(Items listed in a dataset)

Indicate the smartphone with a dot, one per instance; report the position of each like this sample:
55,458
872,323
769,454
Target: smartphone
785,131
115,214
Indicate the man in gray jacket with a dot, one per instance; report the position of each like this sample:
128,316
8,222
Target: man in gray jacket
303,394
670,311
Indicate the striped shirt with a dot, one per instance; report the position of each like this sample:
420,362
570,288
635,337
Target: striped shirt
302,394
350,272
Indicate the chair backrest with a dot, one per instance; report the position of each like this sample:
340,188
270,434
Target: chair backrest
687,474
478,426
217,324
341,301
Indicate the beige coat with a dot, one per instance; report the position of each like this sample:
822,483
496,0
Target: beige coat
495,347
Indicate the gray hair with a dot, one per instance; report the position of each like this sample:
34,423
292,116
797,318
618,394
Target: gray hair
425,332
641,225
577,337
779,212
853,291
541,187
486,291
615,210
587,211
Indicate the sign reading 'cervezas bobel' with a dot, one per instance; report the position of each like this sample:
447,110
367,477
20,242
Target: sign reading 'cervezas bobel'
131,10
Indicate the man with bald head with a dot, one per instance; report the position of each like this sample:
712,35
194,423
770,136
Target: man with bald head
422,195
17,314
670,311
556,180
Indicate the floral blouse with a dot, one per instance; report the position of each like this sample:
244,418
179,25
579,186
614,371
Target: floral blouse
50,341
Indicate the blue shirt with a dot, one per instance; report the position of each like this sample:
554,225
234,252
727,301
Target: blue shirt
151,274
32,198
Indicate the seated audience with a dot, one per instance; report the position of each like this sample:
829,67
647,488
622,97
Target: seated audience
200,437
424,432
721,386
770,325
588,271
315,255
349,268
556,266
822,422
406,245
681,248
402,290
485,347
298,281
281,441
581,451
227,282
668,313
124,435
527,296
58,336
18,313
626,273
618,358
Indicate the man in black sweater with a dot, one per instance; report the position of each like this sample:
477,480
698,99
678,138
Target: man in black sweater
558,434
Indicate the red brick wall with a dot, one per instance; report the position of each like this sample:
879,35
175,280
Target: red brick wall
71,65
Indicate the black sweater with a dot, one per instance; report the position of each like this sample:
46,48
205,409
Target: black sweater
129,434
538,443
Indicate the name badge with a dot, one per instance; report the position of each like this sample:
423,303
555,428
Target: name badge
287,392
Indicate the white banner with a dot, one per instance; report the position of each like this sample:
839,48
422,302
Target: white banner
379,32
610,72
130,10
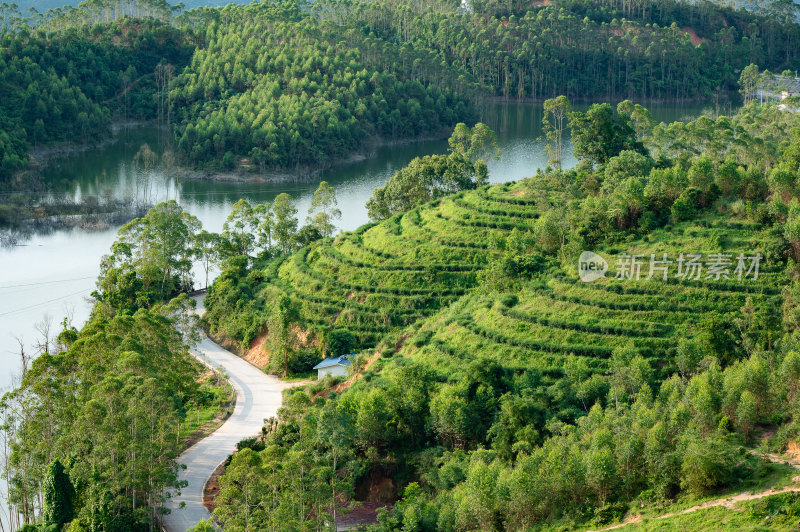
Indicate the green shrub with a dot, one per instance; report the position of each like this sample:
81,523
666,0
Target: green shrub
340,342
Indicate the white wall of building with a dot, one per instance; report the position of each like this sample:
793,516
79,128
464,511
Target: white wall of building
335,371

» **Prompt**: Could you copy out every record exactly, minus the pictures?

» **Task solution**:
Indicate the smartphone with a dot, one per instance; report the position of each like this sample:
55,458
872,323
769,454
Target: smartphone
785,131
115,214
Indicate the man in gray jacket with a dot, one per instance; report the position of each like this sample:
128,316
8,222
Target: man in gray jacket
303,394
670,311
Indicate the striped shirt with a dot, one per instance; report the position of each like this sample:
420,362
570,288
635,337
Target: striped shirt
302,394
350,272
Indicate the chair backrest with a dot, one per instance; report the position of each like this sample:
340,188
270,434
Target: chair backrest
687,474
478,426
217,324
341,301
Indicate the beige coat with a dot, one per instance; report the position of each like this sample:
822,483
496,0
Target: beige coat
495,347
Indicate the gray hair with a dot, one per instance; report the position of each like this sample:
34,423
292,116
797,318
618,394
Target: gray hair
425,332
641,225
577,337
779,212
853,291
541,187
486,291
615,210
587,211
Indicate the sign reading 'cervezas bobel' with a dot, one per instance; report the position of each like this sample:
447,110
367,477
20,242
Target: sign reading 'cervezas bobel'
131,10
Indicate the man with bald head with a dot, one per instance; report the position of each like this sample:
712,35
194,423
770,136
Target: man with bald head
422,195
17,314
670,311
556,180
Indicate the floral blouse with a dot, one per instance; report the position of each like this sample:
244,418
179,25
579,186
614,371
Target: floral blouse
50,341
Indicate the blue shirt with a dot, one per instance; report the position of each like this sample:
554,225
234,252
727,301
Target: blue shirt
151,274
32,198
Indicate the seated audience with a dot, one per instance; report the position of each like this sample:
829,67
647,488
622,97
Target: seated audience
200,437
424,432
721,386
770,325
588,271
315,255
349,268
556,266
822,422
406,245
681,248
402,290
485,347
298,281
281,441
581,451
227,282
668,313
124,435
527,296
58,336
18,313
626,273
618,358
Indicate the man in black sweater with a dot, one per instance; report the position of each like this sample:
477,480
698,99
678,138
Target: man in black sweater
558,434
Indicate the red brick wall with a dot, one per instance; report the position of each like this sample:
879,35
175,280
Target: red brick wall
71,65
Indicate the black sweater with a dot, one per instance; report the position of each like this sample:
46,48
205,409
Target: black sweater
129,434
538,443
Indicate the name badge with a dot, one per instance; report the position of each like this sample:
423,303
555,428
Target: name badge
287,392
Indicate the white banner with a dot, one per instance; report the position of each like this sample:
839,48
422,302
Target: white banner
379,32
610,72
130,10
Indicate the green shrub with a dot, one per instance; report the position of each like this sample:
81,523
666,0
Target: green shrub
340,342
Indicate the white wall of building with a dot, one per instance; report the position of each like this sample:
793,516
79,128
464,511
Target: white wall of building
335,371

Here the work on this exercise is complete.